=== Data drawn from a collection ===
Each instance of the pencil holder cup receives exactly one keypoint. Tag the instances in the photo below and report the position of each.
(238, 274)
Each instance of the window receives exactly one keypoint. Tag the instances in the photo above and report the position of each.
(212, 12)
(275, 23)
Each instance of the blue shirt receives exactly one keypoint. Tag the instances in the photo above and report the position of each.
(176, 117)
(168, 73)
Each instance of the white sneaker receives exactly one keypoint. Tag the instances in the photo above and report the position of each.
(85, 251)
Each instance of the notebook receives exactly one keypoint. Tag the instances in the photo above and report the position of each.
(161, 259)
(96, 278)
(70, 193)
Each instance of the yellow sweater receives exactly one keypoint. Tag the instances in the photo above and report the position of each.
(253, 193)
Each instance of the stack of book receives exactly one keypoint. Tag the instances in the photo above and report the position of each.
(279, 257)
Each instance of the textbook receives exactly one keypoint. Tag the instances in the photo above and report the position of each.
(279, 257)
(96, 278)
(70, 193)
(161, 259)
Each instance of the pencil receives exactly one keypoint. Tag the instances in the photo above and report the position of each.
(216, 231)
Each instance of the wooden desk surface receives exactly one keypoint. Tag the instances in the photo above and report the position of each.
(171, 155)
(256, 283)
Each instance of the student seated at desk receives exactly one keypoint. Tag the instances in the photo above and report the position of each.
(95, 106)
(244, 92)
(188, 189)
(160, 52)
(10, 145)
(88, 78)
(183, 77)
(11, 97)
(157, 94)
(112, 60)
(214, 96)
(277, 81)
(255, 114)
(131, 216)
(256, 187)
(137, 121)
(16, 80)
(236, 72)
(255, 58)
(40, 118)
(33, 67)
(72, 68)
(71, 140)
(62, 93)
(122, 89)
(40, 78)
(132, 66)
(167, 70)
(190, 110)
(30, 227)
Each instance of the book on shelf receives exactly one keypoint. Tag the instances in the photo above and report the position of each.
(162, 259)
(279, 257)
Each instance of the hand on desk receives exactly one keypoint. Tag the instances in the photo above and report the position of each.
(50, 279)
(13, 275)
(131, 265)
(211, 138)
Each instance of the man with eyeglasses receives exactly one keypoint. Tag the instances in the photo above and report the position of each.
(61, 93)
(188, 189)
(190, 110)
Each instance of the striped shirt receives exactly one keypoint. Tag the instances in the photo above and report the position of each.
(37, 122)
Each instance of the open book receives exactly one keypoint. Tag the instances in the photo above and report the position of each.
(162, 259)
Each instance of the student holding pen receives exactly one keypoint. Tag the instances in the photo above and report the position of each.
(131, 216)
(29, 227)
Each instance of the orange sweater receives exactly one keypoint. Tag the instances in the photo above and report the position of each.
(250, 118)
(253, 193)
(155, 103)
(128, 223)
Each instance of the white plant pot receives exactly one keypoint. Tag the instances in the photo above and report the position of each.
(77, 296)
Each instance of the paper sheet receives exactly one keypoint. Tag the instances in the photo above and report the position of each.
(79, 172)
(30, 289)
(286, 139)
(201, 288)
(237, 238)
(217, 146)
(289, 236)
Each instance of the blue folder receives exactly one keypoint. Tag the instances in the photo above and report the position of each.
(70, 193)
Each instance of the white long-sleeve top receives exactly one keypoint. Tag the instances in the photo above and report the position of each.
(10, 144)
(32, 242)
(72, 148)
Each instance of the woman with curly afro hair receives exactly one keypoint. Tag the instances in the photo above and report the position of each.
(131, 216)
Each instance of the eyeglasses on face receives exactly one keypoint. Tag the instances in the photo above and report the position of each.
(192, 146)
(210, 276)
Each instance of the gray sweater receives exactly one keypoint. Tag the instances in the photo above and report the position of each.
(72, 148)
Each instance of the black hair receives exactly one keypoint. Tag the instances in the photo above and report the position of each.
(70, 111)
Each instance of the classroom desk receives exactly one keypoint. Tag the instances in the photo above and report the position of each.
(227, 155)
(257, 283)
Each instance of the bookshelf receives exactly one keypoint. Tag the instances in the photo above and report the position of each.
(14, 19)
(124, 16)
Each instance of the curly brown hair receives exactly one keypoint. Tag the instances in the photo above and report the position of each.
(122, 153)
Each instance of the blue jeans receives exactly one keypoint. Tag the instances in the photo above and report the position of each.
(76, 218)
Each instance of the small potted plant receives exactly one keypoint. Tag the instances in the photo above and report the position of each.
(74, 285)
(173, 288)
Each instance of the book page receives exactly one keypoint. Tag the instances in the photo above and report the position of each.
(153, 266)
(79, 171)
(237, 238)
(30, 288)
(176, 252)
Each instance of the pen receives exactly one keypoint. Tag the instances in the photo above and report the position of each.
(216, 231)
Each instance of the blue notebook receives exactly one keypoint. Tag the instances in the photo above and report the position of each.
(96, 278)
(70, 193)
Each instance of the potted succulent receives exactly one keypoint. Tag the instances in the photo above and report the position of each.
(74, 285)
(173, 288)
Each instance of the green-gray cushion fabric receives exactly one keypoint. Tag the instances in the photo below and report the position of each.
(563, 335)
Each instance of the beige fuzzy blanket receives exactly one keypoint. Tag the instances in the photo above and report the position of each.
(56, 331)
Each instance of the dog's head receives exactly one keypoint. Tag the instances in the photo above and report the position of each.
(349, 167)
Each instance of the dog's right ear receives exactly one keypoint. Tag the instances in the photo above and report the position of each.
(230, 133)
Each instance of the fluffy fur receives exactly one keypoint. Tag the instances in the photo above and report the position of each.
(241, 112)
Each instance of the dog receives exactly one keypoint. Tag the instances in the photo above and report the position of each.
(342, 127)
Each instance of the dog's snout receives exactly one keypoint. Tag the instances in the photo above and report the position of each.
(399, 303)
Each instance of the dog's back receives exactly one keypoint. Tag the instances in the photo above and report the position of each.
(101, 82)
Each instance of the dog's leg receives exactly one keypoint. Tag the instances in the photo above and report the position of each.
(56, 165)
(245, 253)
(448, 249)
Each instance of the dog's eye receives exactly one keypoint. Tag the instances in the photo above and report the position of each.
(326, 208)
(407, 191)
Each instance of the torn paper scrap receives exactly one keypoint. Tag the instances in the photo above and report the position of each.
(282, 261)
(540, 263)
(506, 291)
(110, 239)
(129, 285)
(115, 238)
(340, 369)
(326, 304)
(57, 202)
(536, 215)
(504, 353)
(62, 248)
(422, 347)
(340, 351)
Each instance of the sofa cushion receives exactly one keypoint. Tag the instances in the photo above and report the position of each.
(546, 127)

=== Work required ===
Start at the line that contains "Each instance of the dog's snout" and continue through the end of the rows, reproducing every line, requests included. In the answers, multiply each coordinate by 2.35 and round to the nearest whole number, rounding halves up.

=== Output below ===
Each instance of the dog's snout receives exactly one keypoint. Tag the instances in the photo above and report the position of each.
(938, 712)
Each instance of the dog's back receives exactly one keypoint. Tag the instances in the photo above and report the position of each.
(237, 193)
Each instance of the dog's leg receives exactly one keypoint. Tag the instances in the photo above and report the position of each.
(132, 388)
(576, 595)
(1053, 585)
Each instance of the dog's eye receives exactly one keypoint. Tag the instances in the photo above and report the position of each.
(766, 489)
(956, 449)
Each instance of the torn paper scrap receives exactly one keypoint. Tag the instances in the photo above and report the position of each.
(663, 613)
(1269, 618)
(1189, 684)
(259, 562)
(303, 670)
(270, 559)
(799, 867)
(766, 714)
(134, 475)
(1260, 505)
(1184, 830)
(146, 583)
(992, 815)
(799, 825)
Each instance of the sofa cushion receives exactly one keypoint. Tag the instances in the photo above and report the position of each.
(1283, 298)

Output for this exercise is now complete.